Work to complete
Reproduce the listing below line for line without changing anything, and leave the pictures out of your copy.

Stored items

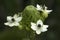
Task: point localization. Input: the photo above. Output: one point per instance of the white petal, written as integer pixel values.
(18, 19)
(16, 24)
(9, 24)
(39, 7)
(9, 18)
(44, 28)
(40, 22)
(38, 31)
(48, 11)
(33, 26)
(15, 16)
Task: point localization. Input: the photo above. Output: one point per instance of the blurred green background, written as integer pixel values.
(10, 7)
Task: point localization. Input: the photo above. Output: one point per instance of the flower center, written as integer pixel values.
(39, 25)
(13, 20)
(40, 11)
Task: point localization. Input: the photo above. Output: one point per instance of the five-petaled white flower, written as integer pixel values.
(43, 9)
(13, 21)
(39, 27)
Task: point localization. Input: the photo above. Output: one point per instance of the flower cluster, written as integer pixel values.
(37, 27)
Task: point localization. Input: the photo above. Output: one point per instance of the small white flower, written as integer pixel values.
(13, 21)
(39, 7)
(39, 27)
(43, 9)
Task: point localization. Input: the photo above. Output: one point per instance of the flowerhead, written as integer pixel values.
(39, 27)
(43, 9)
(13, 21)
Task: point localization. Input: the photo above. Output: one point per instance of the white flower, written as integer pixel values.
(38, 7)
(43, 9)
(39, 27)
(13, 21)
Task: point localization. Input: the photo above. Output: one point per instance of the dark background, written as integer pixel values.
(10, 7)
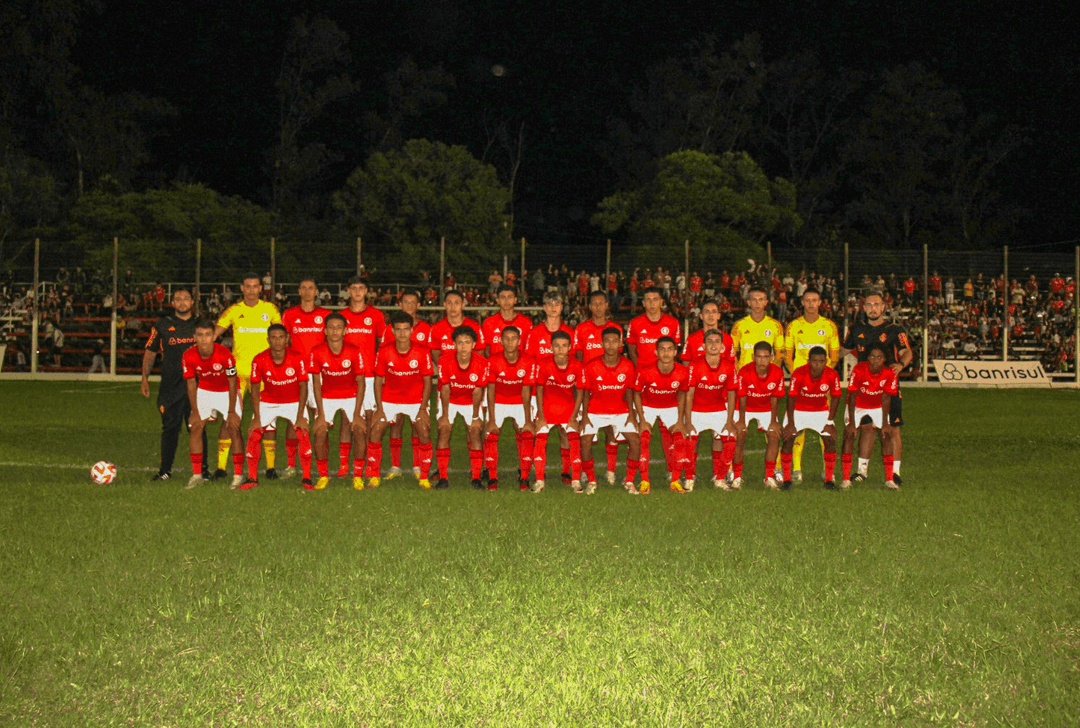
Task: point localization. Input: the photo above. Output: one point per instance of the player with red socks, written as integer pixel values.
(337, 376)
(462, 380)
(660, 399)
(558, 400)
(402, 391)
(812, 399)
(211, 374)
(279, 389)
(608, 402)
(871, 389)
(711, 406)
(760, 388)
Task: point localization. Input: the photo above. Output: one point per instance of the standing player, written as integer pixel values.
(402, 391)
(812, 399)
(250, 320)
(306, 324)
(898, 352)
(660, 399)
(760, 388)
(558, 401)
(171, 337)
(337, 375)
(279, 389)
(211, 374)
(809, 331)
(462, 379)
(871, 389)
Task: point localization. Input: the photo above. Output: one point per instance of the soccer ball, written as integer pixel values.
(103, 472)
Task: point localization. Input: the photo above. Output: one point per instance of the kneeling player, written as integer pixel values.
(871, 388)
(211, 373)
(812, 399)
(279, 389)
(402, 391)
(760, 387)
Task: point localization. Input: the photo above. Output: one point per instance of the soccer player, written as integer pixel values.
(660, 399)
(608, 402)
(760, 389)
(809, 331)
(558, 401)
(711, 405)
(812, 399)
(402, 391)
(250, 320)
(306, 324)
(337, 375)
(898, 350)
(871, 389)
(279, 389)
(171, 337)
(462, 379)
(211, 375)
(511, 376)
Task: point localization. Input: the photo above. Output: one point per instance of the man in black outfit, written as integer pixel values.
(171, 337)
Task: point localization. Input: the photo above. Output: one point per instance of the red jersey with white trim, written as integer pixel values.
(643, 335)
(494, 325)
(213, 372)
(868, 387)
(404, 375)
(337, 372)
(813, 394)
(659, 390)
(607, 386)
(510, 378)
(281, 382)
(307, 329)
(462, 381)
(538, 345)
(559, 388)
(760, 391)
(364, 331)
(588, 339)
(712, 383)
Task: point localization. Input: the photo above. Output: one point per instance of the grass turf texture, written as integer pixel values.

Exercise result
Task: point localization. Input: the photo above. Output: one point per instance of the white petal, written as integer pixel values.
(18, 19)
(16, 24)
(9, 24)
(39, 7)
(9, 18)
(44, 28)
(40, 22)
(38, 31)
(48, 11)
(33, 26)
(15, 16)
Task: point localization. Input: the photo above. Output: one point per instance of the blurred green background, written as integer pixel values.
(10, 7)
Task: point localization. Input: the photo above. Output: one point per instance of the flower center, written as integer pixel values.
(39, 25)
(13, 20)
(40, 11)
Task: point localization. Input: the photo above. Output: one point per instance of the five-petaled white flower, written as integer pixel values.
(43, 9)
(13, 21)
(39, 27)
Task: point localization. Input: the photo above. Output: one point per instance of the flower cluster, written as integer pixel values.
(37, 27)
Task: point localization. Input: the photo above. Output: one point per instance of the small white flower, written as integer pixel values.
(13, 21)
(39, 7)
(39, 27)
(43, 9)
Task: point localization. Input: the photo above. Output: one point per instance of the flowerhead, written as integer pixel values.
(39, 27)
(43, 9)
(13, 21)
Task: point localization. Input: the photo above. Output: one point per instance of the white flower, written as integer pixel values.
(38, 7)
(43, 9)
(39, 27)
(13, 21)
Task: point localization. Input: the photo above. Output: one point per instance of the dark background, written as integer pixel values.
(10, 7)
Task: point localization. Input: the photo above. Output: one point per instance of the player with red socks, written as integer pixel values.
(337, 376)
(462, 380)
(660, 399)
(558, 400)
(402, 391)
(812, 399)
(211, 374)
(279, 389)
(608, 402)
(871, 389)
(711, 406)
(760, 388)
Task: point localization. Input: the photo above. Output: one point per instance of the standing player, written as integer pixel values.
(402, 391)
(812, 399)
(250, 320)
(306, 324)
(898, 352)
(660, 399)
(760, 388)
(558, 401)
(171, 337)
(337, 375)
(279, 389)
(211, 374)
(809, 331)
(462, 379)
(871, 389)
Task: point localization. Input: the photo above. Output: one point per instance of the soccer ball, written as integer pixel values.
(103, 472)
Task: point localization. Input: the photo above. Output: one point per instance of the kneeling player, written as integer pixel values.
(871, 388)
(211, 373)
(812, 399)
(279, 389)
(402, 391)
(760, 387)
Task: point localization. Input: the photo above. Output: one point per instance of the soccer player, written as integer pixel values.
(660, 399)
(608, 402)
(760, 389)
(809, 331)
(558, 401)
(711, 405)
(812, 399)
(402, 391)
(250, 320)
(306, 324)
(337, 375)
(898, 350)
(871, 389)
(279, 389)
(171, 337)
(462, 379)
(211, 375)
(511, 376)
Task: point localization. Input: the photo above. Output: one point per instance of the man in black outfit, written as integer pixel values.
(171, 337)
Task: point localization. Input: the photo above. Output: one point per instance of the red jersey with white trim, written as integer pixel values.
(643, 335)
(494, 325)
(213, 372)
(868, 387)
(404, 375)
(337, 372)
(813, 394)
(659, 390)
(607, 386)
(510, 378)
(281, 382)
(307, 329)
(462, 381)
(538, 345)
(559, 388)
(760, 391)
(364, 331)
(588, 339)
(712, 383)
Task: point localization. Input: the photo above. Output: one point per instance of the grass turf texture, written as integer pixel values.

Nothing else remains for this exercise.